#### Your goal
Starting with the line containing "trace the outline of every instance of the blue sneaker" and going on through the line containing "326), (397, 322)]", render those lines of the records as a numbered list, leaving out any blank lines.

#### Material for the task
Start

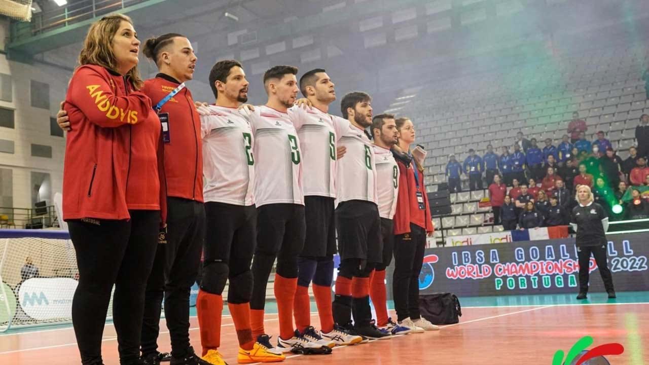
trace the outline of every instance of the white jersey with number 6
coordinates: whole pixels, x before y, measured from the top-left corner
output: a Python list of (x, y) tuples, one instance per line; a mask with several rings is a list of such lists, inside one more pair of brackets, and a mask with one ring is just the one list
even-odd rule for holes
[(397, 197), (399, 192), (399, 168), (392, 151), (374, 145), (376, 158), (376, 191), (378, 214), (382, 218), (391, 220), (397, 211)]
[(300, 138), (304, 195), (336, 197), (336, 142), (349, 122), (315, 107), (288, 112)]
[(205, 201), (252, 205), (254, 139), (250, 123), (234, 108), (210, 105), (201, 116)]
[(300, 140), (289, 114), (262, 106), (249, 117), (254, 134), (256, 206), (304, 205)]
[(347, 152), (336, 166), (337, 201), (363, 200), (378, 204), (374, 145), (365, 131), (349, 123), (338, 145), (345, 147)]

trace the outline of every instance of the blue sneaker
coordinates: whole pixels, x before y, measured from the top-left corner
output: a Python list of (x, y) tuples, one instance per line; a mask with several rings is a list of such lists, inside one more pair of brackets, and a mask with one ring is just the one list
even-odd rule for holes
[(392, 320), (392, 318), (387, 319), (387, 324), (383, 327), (387, 331), (389, 331), (393, 336), (398, 336), (400, 334), (408, 334), (410, 333), (412, 330), (407, 327), (400, 326), (397, 322)]

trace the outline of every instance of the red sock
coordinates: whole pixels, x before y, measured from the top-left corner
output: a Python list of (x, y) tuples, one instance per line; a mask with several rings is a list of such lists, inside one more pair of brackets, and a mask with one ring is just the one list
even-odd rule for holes
[(277, 301), (277, 314), (280, 320), (280, 336), (284, 340), (293, 337), (293, 303), (295, 299), (297, 278), (288, 279), (275, 274), (275, 300)]
[(257, 337), (265, 333), (263, 330), (263, 309), (250, 310), (250, 324), (252, 328), (252, 338), (256, 340)]
[(309, 300), (309, 288), (306, 286), (297, 286), (293, 316), (295, 318), (295, 326), (300, 331), (311, 325), (311, 301)]
[(386, 270), (373, 271), (370, 279), (369, 297), (376, 310), (376, 325), (387, 324), (387, 293), (386, 290)]
[[(299, 286), (298, 286), (299, 288)], [(324, 333), (334, 330), (334, 314), (331, 311), (331, 286), (313, 284), (313, 296), (320, 315), (320, 327)]]
[(352, 279), (339, 275), (336, 278), (336, 295), (352, 296)]
[(252, 330), (250, 325), (250, 303), (228, 303), (228, 309), (232, 316), (234, 329), (237, 330), (237, 339), (239, 347), (244, 350), (251, 350), (256, 338), (252, 337)]
[(223, 312), (223, 297), (199, 290), (196, 299), (196, 312), (201, 331), (202, 356), (208, 350), (215, 350), (221, 346), (221, 319)]
[(352, 297), (364, 298), (369, 296), (369, 278), (354, 277), (352, 279)]

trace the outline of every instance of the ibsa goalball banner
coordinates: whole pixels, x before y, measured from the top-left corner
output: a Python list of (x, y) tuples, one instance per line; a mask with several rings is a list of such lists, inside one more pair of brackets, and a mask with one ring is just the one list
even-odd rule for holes
[[(649, 288), (649, 233), (609, 236), (607, 254), (617, 291)], [(589, 270), (589, 291), (605, 291), (592, 257)], [(574, 238), (437, 247), (426, 250), (419, 289), (458, 296), (572, 293), (578, 274)]]

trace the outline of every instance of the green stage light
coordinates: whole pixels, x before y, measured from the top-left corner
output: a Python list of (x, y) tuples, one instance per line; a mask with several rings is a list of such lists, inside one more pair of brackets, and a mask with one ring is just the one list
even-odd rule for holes
[(621, 213), (622, 212), (622, 205), (620, 205), (619, 204), (616, 204), (615, 205), (613, 205), (613, 212), (615, 213), (616, 214), (619, 214), (620, 213)]

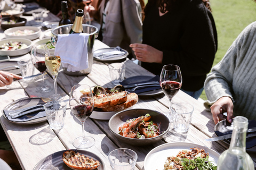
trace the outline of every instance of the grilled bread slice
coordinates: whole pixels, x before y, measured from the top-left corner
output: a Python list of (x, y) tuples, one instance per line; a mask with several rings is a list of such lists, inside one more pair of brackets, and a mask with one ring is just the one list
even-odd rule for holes
[(62, 154), (62, 160), (72, 169), (94, 169), (100, 165), (98, 160), (89, 158), (73, 150), (65, 151)]
[(137, 94), (132, 92), (128, 95), (126, 101), (125, 103), (113, 106), (104, 107), (102, 109), (104, 112), (119, 112), (133, 106), (138, 101), (139, 97)]
[(125, 103), (127, 100), (127, 91), (123, 91), (106, 96), (94, 99), (94, 107), (105, 108)]

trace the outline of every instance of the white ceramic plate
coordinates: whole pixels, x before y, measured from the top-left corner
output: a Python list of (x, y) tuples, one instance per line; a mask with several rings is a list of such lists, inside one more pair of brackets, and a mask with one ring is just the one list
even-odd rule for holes
[(44, 37), (50, 38), (51, 37), (53, 37), (53, 35), (52, 33), (52, 30), (53, 29), (53, 28), (49, 29), (46, 30), (45, 31), (44, 31)]
[(197, 144), (187, 142), (173, 142), (161, 145), (152, 149), (147, 155), (144, 160), (144, 169), (164, 169), (164, 165), (169, 156), (176, 156), (182, 149), (191, 150), (191, 148), (197, 147), (204, 149), (206, 152), (209, 153), (209, 160), (217, 165), (220, 154), (206, 147)]
[[(63, 152), (64, 152), (66, 150), (61, 150), (49, 155), (45, 158), (40, 160), (40, 162), (36, 165), (33, 169), (71, 169), (65, 164), (65, 163), (64, 163), (62, 159)], [(105, 169), (105, 165), (104, 164), (104, 162), (98, 156), (92, 152), (84, 150), (77, 150), (77, 151), (81, 154), (85, 155), (94, 159), (99, 160), (99, 162), (100, 163), (100, 165), (96, 169)]]
[[(10, 34), (12, 32), (17, 31), (18, 30), (21, 30), (23, 31), (25, 29), (28, 29), (30, 30), (33, 30), (35, 32), (31, 35), (27, 36), (11, 36)], [(9, 28), (5, 31), (4, 31), (4, 34), (5, 37), (8, 38), (26, 38), (30, 40), (34, 40), (37, 39), (40, 37), (41, 33), (41, 29), (38, 28), (36, 27), (31, 27), (31, 26), (22, 26), (22, 27), (17, 27), (14, 28)]]
[[(36, 41), (35, 43), (35, 45), (36, 46), (39, 46), (40, 45), (42, 45), (42, 44), (46, 44), (46, 43), (47, 42), (49, 42), (49, 41), (51, 41), (51, 39), (50, 38), (44, 38), (44, 39), (41, 39), (41, 40), (39, 40), (38, 41)], [(50, 52), (54, 52), (54, 50), (55, 50), (55, 48), (52, 48), (52, 49), (49, 49)]]
[(18, 55), (24, 55), (30, 52), (31, 48), (32, 47), (32, 41), (27, 39), (19, 38), (4, 39), (0, 41), (0, 45), (2, 45), (4, 43), (10, 42), (11, 41), (13, 42), (15, 41), (22, 42), (26, 44), (28, 46), (28, 47), (23, 49), (18, 49), (13, 51), (0, 50), (0, 55), (9, 55), (9, 56), (15, 56)]

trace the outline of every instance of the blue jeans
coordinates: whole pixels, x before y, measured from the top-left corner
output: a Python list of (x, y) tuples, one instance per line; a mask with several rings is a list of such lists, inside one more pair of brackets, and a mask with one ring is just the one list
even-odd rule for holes
[(202, 89), (195, 91), (186, 91), (182, 89), (182, 88), (181, 89), (181, 90), (182, 90), (182, 91), (186, 92), (188, 95), (194, 97), (194, 98), (197, 100), (198, 98), (200, 97), (200, 95), (201, 95), (202, 92), (203, 91), (203, 90), (204, 90), (204, 88), (203, 87), (202, 88)]

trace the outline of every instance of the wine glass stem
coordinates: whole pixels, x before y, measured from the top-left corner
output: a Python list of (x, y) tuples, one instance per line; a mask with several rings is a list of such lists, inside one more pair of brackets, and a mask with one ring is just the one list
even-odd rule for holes
[(55, 95), (57, 94), (57, 80), (55, 76), (53, 76), (53, 83), (54, 84)]
[(85, 138), (85, 132), (84, 131), (84, 121), (82, 122), (82, 128), (83, 128), (83, 141), (82, 143), (85, 143), (87, 142), (87, 139)]
[(45, 84), (44, 84), (44, 72), (41, 73), (42, 75), (42, 78), (43, 79), (43, 84), (42, 85), (42, 87), (43, 88), (45, 88)]

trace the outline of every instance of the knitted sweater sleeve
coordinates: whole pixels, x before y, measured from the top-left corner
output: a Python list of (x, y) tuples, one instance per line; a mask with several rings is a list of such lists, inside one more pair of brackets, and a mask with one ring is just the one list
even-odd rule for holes
[(204, 104), (206, 109), (210, 109), (211, 106), (222, 97), (229, 97), (234, 101), (233, 86), (233, 83), (239, 82), (233, 80), (234, 74), (236, 73), (236, 69), (241, 67), (239, 65), (242, 63), (241, 61), (245, 60), (247, 50), (250, 46), (252, 45), (250, 42), (248, 43), (248, 41), (251, 42), (248, 39), (253, 36), (255, 25), (255, 22), (251, 24), (240, 33), (222, 60), (212, 67), (211, 72), (207, 75), (204, 83), (204, 89), (208, 99)]

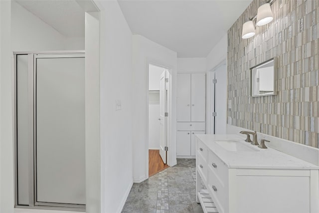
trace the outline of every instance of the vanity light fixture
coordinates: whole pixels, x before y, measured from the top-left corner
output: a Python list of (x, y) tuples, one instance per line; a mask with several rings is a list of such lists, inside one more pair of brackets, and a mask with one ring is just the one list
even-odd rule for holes
[(249, 21), (244, 23), (241, 36), (242, 38), (249, 38), (255, 35), (254, 20), (256, 21), (257, 26), (267, 24), (273, 20), (274, 17), (270, 8), (273, 0), (269, 0), (267, 2), (259, 6), (257, 10), (257, 14), (253, 18), (250, 18)]
[(269, 3), (264, 3), (258, 7), (257, 10), (257, 20), (256, 24), (257, 26), (262, 26), (270, 23), (274, 19), (273, 12), (270, 8)]
[(246, 21), (243, 25), (243, 32), (242, 33), (241, 37), (245, 38), (249, 38), (255, 35), (255, 26), (254, 22), (251, 20)]

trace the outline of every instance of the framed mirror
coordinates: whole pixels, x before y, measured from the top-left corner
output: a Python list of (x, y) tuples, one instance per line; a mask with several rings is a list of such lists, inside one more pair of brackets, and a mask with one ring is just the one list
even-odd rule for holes
[(250, 68), (251, 97), (277, 94), (278, 78), (277, 61), (273, 58)]

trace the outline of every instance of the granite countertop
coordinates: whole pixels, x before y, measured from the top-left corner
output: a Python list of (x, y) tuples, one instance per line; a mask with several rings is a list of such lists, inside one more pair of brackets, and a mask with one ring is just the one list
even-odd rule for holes
[[(196, 135), (229, 168), (319, 170), (319, 167), (271, 148), (260, 149), (237, 135)], [(228, 151), (216, 141), (235, 141), (257, 151)], [(258, 140), (258, 143), (260, 140)], [(265, 143), (267, 146), (267, 142)]]

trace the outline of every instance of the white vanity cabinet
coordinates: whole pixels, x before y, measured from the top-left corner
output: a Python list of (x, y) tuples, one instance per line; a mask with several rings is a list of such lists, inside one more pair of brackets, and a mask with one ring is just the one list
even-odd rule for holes
[[(204, 212), (319, 212), (317, 166), (275, 150), (244, 153), (251, 158), (250, 163), (241, 161), (245, 165), (236, 159), (241, 154), (227, 153), (209, 141), (196, 137), (196, 200)], [(258, 156), (269, 163), (259, 164), (263, 159), (256, 159)], [(278, 165), (271, 165), (276, 161)], [(206, 190), (199, 190), (199, 177)]]
[(177, 74), (177, 158), (195, 158), (195, 134), (205, 134), (205, 73)]

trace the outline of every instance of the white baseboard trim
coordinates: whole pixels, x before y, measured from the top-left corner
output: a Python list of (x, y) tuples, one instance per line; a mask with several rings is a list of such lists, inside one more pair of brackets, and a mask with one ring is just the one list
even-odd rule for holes
[(132, 189), (132, 187), (133, 186), (133, 181), (131, 182), (130, 185), (129, 185), (129, 187), (128, 187), (127, 190), (126, 190), (126, 192), (125, 192), (125, 194), (124, 194), (124, 197), (123, 197), (123, 200), (122, 200), (121, 202), (121, 206), (120, 206), (120, 208), (119, 208), (119, 211), (117, 212), (119, 213), (121, 213), (123, 210), (123, 208), (124, 208), (124, 205), (125, 205), (125, 203), (126, 203), (126, 200), (128, 200), (128, 197), (129, 197), (129, 195), (130, 194), (130, 192), (131, 192), (131, 190)]
[(146, 176), (145, 175), (137, 178), (133, 177), (133, 183), (135, 184), (139, 184), (145, 181), (146, 180)]
[(177, 156), (176, 156), (176, 158), (186, 158), (186, 159), (195, 159), (196, 158), (196, 156), (180, 156), (180, 155), (177, 155)]

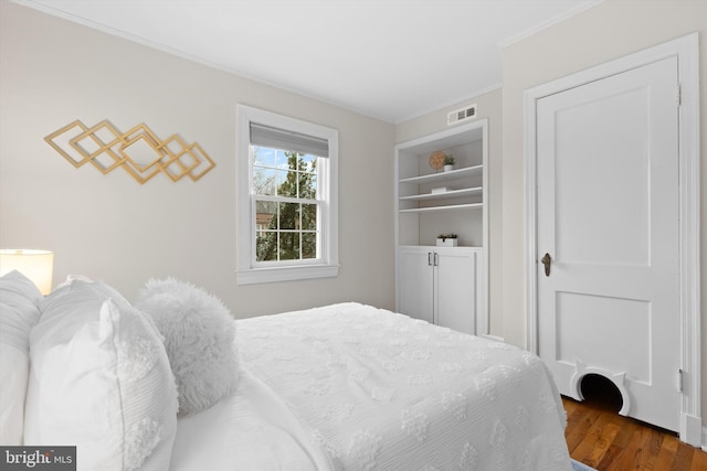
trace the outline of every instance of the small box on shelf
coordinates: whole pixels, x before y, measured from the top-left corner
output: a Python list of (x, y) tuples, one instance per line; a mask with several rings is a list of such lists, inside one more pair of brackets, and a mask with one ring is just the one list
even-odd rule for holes
[(437, 247), (456, 247), (456, 234), (440, 234), (437, 236)]

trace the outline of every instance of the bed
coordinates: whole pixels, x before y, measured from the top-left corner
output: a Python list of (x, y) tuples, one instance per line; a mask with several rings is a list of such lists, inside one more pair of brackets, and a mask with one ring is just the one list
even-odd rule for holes
[[(80, 470), (571, 470), (559, 395), (531, 353), (356, 302), (199, 324), (208, 293), (175, 283), (148, 283), (159, 296), (131, 306), (74, 280), (36, 302), (25, 446), (75, 445)], [(169, 353), (170, 338), (214, 331), (230, 347)], [(86, 355), (88, 373), (67, 366)]]

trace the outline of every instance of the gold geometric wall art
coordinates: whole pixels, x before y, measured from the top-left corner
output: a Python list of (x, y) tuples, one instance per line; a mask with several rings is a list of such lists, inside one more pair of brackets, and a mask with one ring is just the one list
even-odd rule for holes
[(120, 132), (108, 120), (87, 127), (77, 119), (44, 140), (76, 168), (91, 163), (104, 174), (122, 168), (140, 184), (158, 173), (197, 181), (215, 167), (198, 142), (179, 135), (161, 140), (144, 122)]

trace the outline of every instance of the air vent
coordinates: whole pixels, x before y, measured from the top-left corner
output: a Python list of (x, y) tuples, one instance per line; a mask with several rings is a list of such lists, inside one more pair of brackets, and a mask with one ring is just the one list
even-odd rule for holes
[(473, 118), (476, 118), (476, 104), (451, 111), (446, 115), (446, 125), (452, 126)]

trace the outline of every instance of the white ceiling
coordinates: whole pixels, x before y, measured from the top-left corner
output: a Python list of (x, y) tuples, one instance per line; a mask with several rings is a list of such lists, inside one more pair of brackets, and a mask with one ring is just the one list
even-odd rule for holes
[(500, 45), (598, 0), (15, 0), (398, 124), (502, 85)]

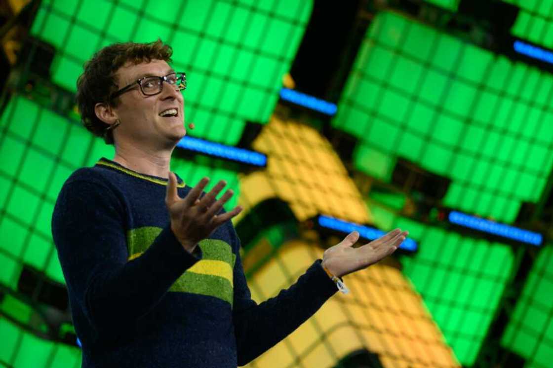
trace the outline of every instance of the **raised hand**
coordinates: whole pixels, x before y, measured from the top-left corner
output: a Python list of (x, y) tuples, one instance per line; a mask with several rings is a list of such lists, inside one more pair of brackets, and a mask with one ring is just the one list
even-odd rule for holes
[(234, 192), (229, 189), (217, 199), (217, 194), (227, 185), (224, 180), (221, 180), (209, 193), (200, 198), (208, 182), (209, 178), (204, 177), (186, 197), (181, 198), (177, 192), (176, 177), (173, 172), (169, 172), (165, 205), (169, 212), (171, 229), (184, 249), (190, 253), (200, 240), (208, 236), (215, 229), (242, 210), (242, 207), (237, 206), (230, 212), (217, 215)]
[(409, 235), (400, 229), (393, 230), (358, 248), (352, 247), (359, 233), (350, 233), (342, 241), (325, 251), (322, 266), (334, 276), (345, 275), (368, 267), (393, 253)]

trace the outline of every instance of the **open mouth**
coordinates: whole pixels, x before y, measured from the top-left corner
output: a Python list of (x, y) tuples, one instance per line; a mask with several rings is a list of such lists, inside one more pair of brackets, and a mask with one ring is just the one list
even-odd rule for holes
[(175, 108), (167, 109), (159, 113), (159, 116), (163, 118), (173, 117), (179, 115), (179, 111)]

End

#### Answer to this exercise
1. trace the outline of every instance of the blue sneaker
2. coordinates: whole pixels, x before y, measured from the top-left corner
3. output: a Python list of (x, y) tuples, one instance per line; a mask with several rings is a list of such lists, inside one more pair of brackets, and a mask with one ring is just the one list
4. even-odd rule for holes
5. [(392, 320), (392, 318), (387, 319), (387, 324), (383, 327), (387, 331), (389, 331), (393, 336), (398, 336), (400, 334), (408, 334), (410, 333), (412, 330), (407, 327), (400, 326), (397, 322)]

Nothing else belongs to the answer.